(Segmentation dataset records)

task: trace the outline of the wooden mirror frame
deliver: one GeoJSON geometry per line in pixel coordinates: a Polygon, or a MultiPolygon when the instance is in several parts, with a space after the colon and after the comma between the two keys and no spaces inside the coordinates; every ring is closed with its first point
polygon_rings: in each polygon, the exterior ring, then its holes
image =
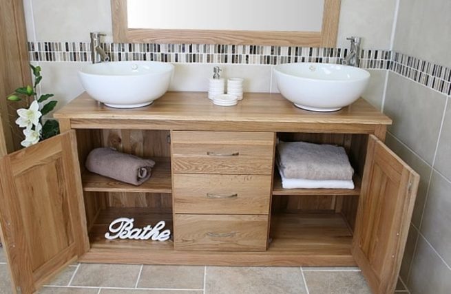
{"type": "Polygon", "coordinates": [[[324,0],[321,32],[129,29],[127,0],[111,0],[116,43],[274,45],[335,47],[341,0],[324,0]]]}

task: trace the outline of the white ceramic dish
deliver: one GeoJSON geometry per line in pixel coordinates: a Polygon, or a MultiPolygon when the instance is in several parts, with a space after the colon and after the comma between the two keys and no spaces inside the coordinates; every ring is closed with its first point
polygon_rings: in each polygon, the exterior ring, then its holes
{"type": "Polygon", "coordinates": [[[330,63],[285,63],[274,73],[280,93],[298,107],[334,112],[360,97],[370,80],[361,68],[330,63]]]}

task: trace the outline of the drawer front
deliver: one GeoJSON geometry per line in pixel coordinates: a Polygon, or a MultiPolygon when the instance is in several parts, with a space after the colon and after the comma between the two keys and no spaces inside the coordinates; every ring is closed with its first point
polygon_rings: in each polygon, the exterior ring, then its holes
{"type": "Polygon", "coordinates": [[[269,214],[271,176],[174,175],[176,213],[269,214]]]}
{"type": "Polygon", "coordinates": [[[266,250],[268,216],[174,215],[174,248],[187,251],[266,250]]]}
{"type": "Polygon", "coordinates": [[[274,133],[171,133],[174,172],[271,175],[274,133]]]}

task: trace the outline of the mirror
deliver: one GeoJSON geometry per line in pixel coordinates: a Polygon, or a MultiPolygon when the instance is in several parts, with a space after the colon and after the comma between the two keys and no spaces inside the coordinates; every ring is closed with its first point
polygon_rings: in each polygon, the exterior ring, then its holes
{"type": "Polygon", "coordinates": [[[115,42],[311,47],[335,47],[340,7],[340,0],[111,3],[115,42]]]}

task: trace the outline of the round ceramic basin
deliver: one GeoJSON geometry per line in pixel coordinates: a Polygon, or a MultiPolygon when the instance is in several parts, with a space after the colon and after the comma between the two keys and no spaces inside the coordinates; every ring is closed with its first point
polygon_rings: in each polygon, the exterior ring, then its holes
{"type": "Polygon", "coordinates": [[[365,91],[370,73],[330,63],[285,63],[274,68],[282,95],[295,106],[315,112],[335,112],[352,104],[365,91]]]}
{"type": "Polygon", "coordinates": [[[91,64],[78,76],[94,99],[116,108],[140,107],[161,97],[169,86],[174,65],[157,61],[91,64]]]}

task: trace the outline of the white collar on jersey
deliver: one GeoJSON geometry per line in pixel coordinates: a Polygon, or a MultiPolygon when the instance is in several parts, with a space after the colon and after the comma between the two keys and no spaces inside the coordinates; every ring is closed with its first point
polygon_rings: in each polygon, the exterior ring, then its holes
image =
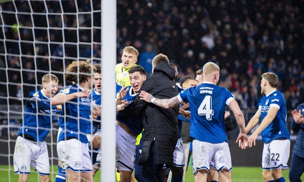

Stated exercise — Copy out the listing above, swapping each "pixel coordinates" for "image coordinates" and keeping everything else the same. Leave the pictures out.

Worked answer —
task: trace the outline of the wooden mirror frame
deliver: one GeoJSON geometry per line in image coordinates: a Polygon, or a MultiPolygon when the instance is in several parts, with a space after the colon and after the comma between the two keys and no spaces inside the coordinates; every ring is closed with its first point
polygon_rings: in each polygon, the exterior ring, then its holes
image =
{"type": "Polygon", "coordinates": [[[324,0],[321,32],[129,29],[127,0],[111,0],[116,43],[274,45],[335,47],[341,0],[324,0]]]}

task: trace the outline of the white ceramic dish
deliver: one GeoJSON geometry per line in image coordinates: a Polygon, or a MultiPolygon when the instance is in several parts, with a space after the colon and after the comma between the two keys and no spaces inside the coordinates; every ring is closed with its first point
polygon_rings: in each polygon, the exterior ring, then its holes
{"type": "Polygon", "coordinates": [[[330,63],[285,63],[274,73],[280,93],[298,107],[334,112],[360,97],[370,80],[361,68],[330,63]]]}

task: trace the outline of the drawer front
deliver: one GeoJSON geometry per line in image coordinates: a Polygon, or a MultiPolygon when the instance is in several parts, with a space after the colon and after the comma between the two keys and no spaces inside the coordinates; every ring is closed with its first point
polygon_rings: in each polygon, the exterior ring, then its holes
{"type": "Polygon", "coordinates": [[[269,214],[271,176],[174,175],[176,213],[269,214]]]}
{"type": "Polygon", "coordinates": [[[266,250],[268,216],[174,215],[174,248],[187,251],[266,250]]]}
{"type": "Polygon", "coordinates": [[[274,133],[171,133],[174,172],[271,175],[274,133]]]}

task: trace the outline of the mirror
deliver: one GeoJSON geometry per line in image coordinates: a Polygon, or a MultiPolygon when the instance is in several parts, with a space after the colon and after the comma between the two keys and no spaces inside the coordinates; every ring is closed with its first point
polygon_rings: in each polygon, the exterior ring, then its holes
{"type": "Polygon", "coordinates": [[[115,42],[311,47],[335,47],[340,7],[340,0],[111,3],[115,42]]]}

task: trace the outline of the round ceramic basin
deliver: one GeoJSON geometry per line in image coordinates: a Polygon, or a MultiPolygon when the instance is in several parts, with a space after the colon and after the comma between the two keys and no spaces inside the coordinates; every ring is closed with its first point
polygon_rings: in each polygon, the exterior ring, then its holes
{"type": "Polygon", "coordinates": [[[365,91],[370,73],[330,63],[285,63],[274,68],[282,95],[295,106],[315,112],[335,112],[352,104],[365,91]]]}
{"type": "Polygon", "coordinates": [[[91,64],[78,76],[94,99],[116,108],[140,107],[161,97],[169,86],[174,65],[157,61],[91,64]]]}

task: trace the outline of the white collar on jersey
deliver: one GeoJSON geometry per line in image coordinates: a Polygon, or a MultiPolygon when the instance is in several parts, with a space after the colon and after the comma between the two keys and no spaces inside the coordinates; every ring is closed with its first point
polygon_rings: in each polygon, the exterior ring, then its holes
image =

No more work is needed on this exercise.